** START OF Document segment **

Through the course of the date I asked Brendan about his job, where he works, his parents, brothers/sisters, where he's from, where he vacations, what he likes to do for fun, I asked about his dogs, etc. What did he ask me?  Nothing. He didn't ask me about my family, my work, my friends, nothing. And when I wasn't asking him questions, he wasn't talking. Actually, that's wrong. He talked to his dogs and he talked to the people asking about his dogs. Brendan clearly had no interest in getting to know me.  And there were so many disturbances, that by the end of the date I felt like I didn't know him any better than I did before. But I knew enough: Brendan was an egocentric person. He might as well wear a sign that says, "It's all about me! Give me attention, because I'm the greatest!"

I don't know what his deal is. My best guess is that he's insecure, so he feels the need to impress people to prove he's worthy of their friendship.  Or maybe he's just in love with himself.  Or maybe he has a small penis.  I have no idea.  Sadly, the best part of the date was when I got to hold the puppy in the car.

Ironically, Brendan is the one that came up with the title of this post. That's right, during lunch he mentioned how I'd end up writing about him. Is that because he's so self-absorbed or because his goal was to create a date so bad, it was worth writing about? I'm not sure. But he said that his title would be "The Dog Lover" because "I paid more attention to my beautiful dogs than I did my beautiful date!" He said the photo would be of a shiba inu. "Then everyone will see how gorgeous they are and say- well of course he paid more attention to them!- and I'll be, 'Ha! I win!'"

Yeah, I'm not going to post a picture of a shiba inu. If you want to know what it looks like, you can google it. But this post is about my date with Brendan, not about dogs.

** END OF Document segment **

» **Given exercise 1**:
Do the statements (a), (b) and (c) below agree with the dating post? Answer yes or no for each and quote the words of the dating post that decide it.
(a) Brendan asked the writer about the writer's family.
(b) Brendan came up with the title of the post.
(c) The post includes a picture of a shiba inu.
» **Given exercise 2**: Print the part of the dating post that begins at the words "Ironically, Brendan is" and ends after the words "not about dogs.".

** START OF Data supplied **

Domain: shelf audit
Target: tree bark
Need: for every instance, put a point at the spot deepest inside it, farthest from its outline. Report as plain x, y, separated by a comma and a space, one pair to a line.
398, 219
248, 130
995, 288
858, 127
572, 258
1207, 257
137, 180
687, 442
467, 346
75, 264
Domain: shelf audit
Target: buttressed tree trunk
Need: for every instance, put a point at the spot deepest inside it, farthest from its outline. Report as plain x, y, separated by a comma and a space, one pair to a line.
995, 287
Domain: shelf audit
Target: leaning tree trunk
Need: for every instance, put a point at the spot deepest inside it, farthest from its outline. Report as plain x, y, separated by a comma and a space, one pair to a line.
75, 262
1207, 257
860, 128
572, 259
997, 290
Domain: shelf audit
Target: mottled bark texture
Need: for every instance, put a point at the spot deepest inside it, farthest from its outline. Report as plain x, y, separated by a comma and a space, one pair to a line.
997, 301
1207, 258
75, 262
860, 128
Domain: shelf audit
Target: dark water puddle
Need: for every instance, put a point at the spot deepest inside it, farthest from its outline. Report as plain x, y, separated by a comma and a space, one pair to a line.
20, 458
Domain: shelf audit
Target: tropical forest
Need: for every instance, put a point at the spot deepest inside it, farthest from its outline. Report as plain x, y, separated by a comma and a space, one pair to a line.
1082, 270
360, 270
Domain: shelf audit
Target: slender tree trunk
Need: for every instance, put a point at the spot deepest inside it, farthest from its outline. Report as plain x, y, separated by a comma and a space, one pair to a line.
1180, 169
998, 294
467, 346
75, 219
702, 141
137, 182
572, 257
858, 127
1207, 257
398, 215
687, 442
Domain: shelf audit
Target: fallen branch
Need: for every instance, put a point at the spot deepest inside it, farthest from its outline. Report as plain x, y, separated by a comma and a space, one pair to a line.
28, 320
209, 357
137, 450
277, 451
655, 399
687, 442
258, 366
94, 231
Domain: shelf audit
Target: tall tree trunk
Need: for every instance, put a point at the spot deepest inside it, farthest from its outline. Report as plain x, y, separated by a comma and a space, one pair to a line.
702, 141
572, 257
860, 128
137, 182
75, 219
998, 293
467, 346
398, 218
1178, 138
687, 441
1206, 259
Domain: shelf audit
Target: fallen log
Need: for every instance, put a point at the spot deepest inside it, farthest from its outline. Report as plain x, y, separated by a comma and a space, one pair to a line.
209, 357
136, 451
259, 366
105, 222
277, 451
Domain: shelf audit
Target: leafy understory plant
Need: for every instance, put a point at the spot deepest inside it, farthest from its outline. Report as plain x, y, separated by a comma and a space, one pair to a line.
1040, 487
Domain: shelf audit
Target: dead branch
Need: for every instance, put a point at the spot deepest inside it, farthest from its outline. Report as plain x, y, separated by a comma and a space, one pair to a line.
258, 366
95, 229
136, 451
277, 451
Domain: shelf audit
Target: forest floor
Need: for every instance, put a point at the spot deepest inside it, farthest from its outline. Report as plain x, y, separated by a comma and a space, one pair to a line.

** END OF Data supplied **

» **Exercise answer 1**:
(a) No: "He didn't ask me about my family, my work, my friends, nothing."
(b) Yes: "Ironically, Brendan is the one that came up with the title of this post."
(c) No: "Yeah, I'm not going to post a picture of a shiba inu."

» **Exercise answer 2**:
Ironically, Brendan is the one that came up with the title of this post. That's right, during lunch he mentioned how I'd end up writing about him. Is that because he's so self-absorbed or because his goal was to create a date so bad, it was worth writing about? I'm not sure. But he said that his title would be "The Dog Lover" because "I paid more attention to my beautiful dogs than I did my beautiful date!" He said the photo would be of a shiba inu. "Then everyone will see how gorgeous they are and say- well of course he paid more attention to them!- and I'll be, 'Ha! I win!'"

Yeah, I'm not going to post a picture of a shiba inu. If you want to know what it looks like, you can google it. But this post is about my date with Brendan, not about dogs.